Each line of the material is to be written out exactly.

'''

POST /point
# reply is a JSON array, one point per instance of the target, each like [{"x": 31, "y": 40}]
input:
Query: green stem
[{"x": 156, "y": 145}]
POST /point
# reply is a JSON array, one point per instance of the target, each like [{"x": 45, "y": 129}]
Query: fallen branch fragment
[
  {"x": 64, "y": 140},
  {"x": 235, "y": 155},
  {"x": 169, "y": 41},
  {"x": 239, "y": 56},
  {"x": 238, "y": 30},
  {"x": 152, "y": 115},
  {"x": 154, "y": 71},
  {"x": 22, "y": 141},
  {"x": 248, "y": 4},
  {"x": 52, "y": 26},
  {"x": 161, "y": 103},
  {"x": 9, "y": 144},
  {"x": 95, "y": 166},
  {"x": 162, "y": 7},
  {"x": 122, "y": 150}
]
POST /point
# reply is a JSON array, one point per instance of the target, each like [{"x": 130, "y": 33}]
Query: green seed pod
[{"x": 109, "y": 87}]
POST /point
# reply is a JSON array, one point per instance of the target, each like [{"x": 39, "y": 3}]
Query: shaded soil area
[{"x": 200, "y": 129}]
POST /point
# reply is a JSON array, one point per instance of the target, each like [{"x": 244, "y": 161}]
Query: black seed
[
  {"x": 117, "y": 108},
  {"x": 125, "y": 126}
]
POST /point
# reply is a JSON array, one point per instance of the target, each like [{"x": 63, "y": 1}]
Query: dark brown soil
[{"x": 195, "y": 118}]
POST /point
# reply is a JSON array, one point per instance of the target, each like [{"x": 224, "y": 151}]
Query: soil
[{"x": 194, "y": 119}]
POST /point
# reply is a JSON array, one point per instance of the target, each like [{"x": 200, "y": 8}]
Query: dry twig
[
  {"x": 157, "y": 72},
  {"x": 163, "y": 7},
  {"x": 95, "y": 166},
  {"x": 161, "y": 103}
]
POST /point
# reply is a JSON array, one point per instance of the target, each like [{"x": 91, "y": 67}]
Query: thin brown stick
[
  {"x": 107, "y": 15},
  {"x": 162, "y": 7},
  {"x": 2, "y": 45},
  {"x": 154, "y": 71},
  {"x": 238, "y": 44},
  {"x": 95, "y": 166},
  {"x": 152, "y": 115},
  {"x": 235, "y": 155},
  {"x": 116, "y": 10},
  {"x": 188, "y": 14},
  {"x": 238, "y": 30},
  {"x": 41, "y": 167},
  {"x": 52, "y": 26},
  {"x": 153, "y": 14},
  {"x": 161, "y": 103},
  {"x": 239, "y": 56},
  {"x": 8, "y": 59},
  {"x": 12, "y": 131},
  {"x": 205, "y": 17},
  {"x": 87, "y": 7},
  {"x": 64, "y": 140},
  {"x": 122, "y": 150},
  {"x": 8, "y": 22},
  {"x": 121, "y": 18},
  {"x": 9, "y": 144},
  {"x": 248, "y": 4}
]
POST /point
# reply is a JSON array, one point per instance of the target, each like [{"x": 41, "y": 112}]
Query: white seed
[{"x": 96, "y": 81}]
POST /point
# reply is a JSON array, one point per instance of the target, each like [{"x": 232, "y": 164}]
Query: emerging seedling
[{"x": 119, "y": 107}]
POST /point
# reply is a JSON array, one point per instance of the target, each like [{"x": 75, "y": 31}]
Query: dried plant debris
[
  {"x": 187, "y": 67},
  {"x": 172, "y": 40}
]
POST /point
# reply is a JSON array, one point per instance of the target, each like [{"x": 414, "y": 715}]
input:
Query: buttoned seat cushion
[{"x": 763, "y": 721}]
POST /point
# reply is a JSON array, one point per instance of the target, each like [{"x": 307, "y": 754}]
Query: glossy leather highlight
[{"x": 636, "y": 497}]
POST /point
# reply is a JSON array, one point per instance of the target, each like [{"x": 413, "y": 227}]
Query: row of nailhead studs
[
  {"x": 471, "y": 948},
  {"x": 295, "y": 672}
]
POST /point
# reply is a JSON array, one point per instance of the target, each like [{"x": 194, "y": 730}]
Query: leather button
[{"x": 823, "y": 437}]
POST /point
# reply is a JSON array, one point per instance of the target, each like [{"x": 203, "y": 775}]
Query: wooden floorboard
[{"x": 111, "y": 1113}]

'''

Result of this exercise
POST /point
# reply is a JSON array, one point per instance of the target, each like [{"x": 31, "y": 40}]
input:
Query: green stem
[{"x": 156, "y": 145}]
POST /point
# reply is a JSON array, one point per instance of the target, each like [{"x": 45, "y": 129}]
Query: fallen branch fragment
[
  {"x": 64, "y": 140},
  {"x": 235, "y": 155},
  {"x": 169, "y": 41},
  {"x": 239, "y": 56},
  {"x": 238, "y": 30},
  {"x": 152, "y": 115},
  {"x": 154, "y": 71},
  {"x": 22, "y": 141},
  {"x": 248, "y": 4},
  {"x": 52, "y": 26},
  {"x": 161, "y": 103},
  {"x": 9, "y": 144},
  {"x": 95, "y": 166},
  {"x": 162, "y": 7},
  {"x": 122, "y": 150}
]
POST /point
# reply is a JSON array, one point per instance of the target, each like [{"x": 130, "y": 33}]
Query: green seed pod
[{"x": 109, "y": 87}]
POST /point
# reply is a JSON array, one point per instance of the target, each like [{"x": 39, "y": 3}]
Query: shaded soil area
[{"x": 200, "y": 129}]
POST /point
# reply is a JSON array, one point per instance of the target, each like [{"x": 244, "y": 161}]
Query: black seed
[
  {"x": 117, "y": 108},
  {"x": 125, "y": 126}
]
POST /point
# reply is a JSON array, one point per instance of the target, each like [{"x": 63, "y": 1}]
Query: dark brown soil
[{"x": 195, "y": 118}]
POST /point
# reply is a JSON array, one point per instance of the target, each like [{"x": 224, "y": 151}]
Query: soil
[{"x": 194, "y": 119}]
POST /point
# reply is a JSON array, one point per instance of the target, each like [{"x": 200, "y": 8}]
Query: dry twig
[
  {"x": 157, "y": 72},
  {"x": 163, "y": 7},
  {"x": 95, "y": 166},
  {"x": 161, "y": 103}
]
POST /point
# reply is a JSON array, one point per instance of the target, each like [{"x": 91, "y": 67}]
Query: thin brown stick
[
  {"x": 107, "y": 15},
  {"x": 162, "y": 7},
  {"x": 2, "y": 45},
  {"x": 154, "y": 71},
  {"x": 238, "y": 44},
  {"x": 95, "y": 166},
  {"x": 152, "y": 115},
  {"x": 235, "y": 155},
  {"x": 116, "y": 10},
  {"x": 188, "y": 14},
  {"x": 238, "y": 30},
  {"x": 41, "y": 167},
  {"x": 52, "y": 26},
  {"x": 153, "y": 14},
  {"x": 161, "y": 103},
  {"x": 239, "y": 56},
  {"x": 8, "y": 59},
  {"x": 12, "y": 131},
  {"x": 205, "y": 17},
  {"x": 87, "y": 7},
  {"x": 64, "y": 140},
  {"x": 122, "y": 150},
  {"x": 8, "y": 22},
  {"x": 121, "y": 18},
  {"x": 9, "y": 144},
  {"x": 248, "y": 4}
]
POST /point
# reply is a JSON array, one point per instance of the target, each like [{"x": 41, "y": 112}]
Query: white seed
[{"x": 96, "y": 81}]
POST /point
# reply is a JSON array, one point per instance of the target, each like [{"x": 232, "y": 164}]
Query: emerging seedling
[{"x": 119, "y": 107}]
POST /point
# reply is a JSON array, one point per instance of the target, each like [{"x": 75, "y": 31}]
Query: dried plant debris
[
  {"x": 187, "y": 67},
  {"x": 172, "y": 40}
]
POST /point
# reply is a JSON array, one point per instance of the target, each like [{"x": 414, "y": 715}]
input:
Query: buttoned seat cushion
[{"x": 763, "y": 721}]
POST /point
# reply is a JSON array, one point per instance of the target, each like [{"x": 307, "y": 754}]
Query: glossy leather highlight
[{"x": 636, "y": 497}]
POST /point
# reply is a JSON array, one point per instance of the target, each like [{"x": 413, "y": 227}]
Query: row of nailhead studs
[
  {"x": 471, "y": 948},
  {"x": 295, "y": 672}
]
POST /point
# reply is a JSON array, one point per instance of the target, each like [{"x": 194, "y": 730}]
Query: leather button
[{"x": 823, "y": 437}]
POST /point
# reply is a JSON array, one point per instance of the target, each like [{"x": 203, "y": 775}]
Query: wooden floorboard
[{"x": 111, "y": 1113}]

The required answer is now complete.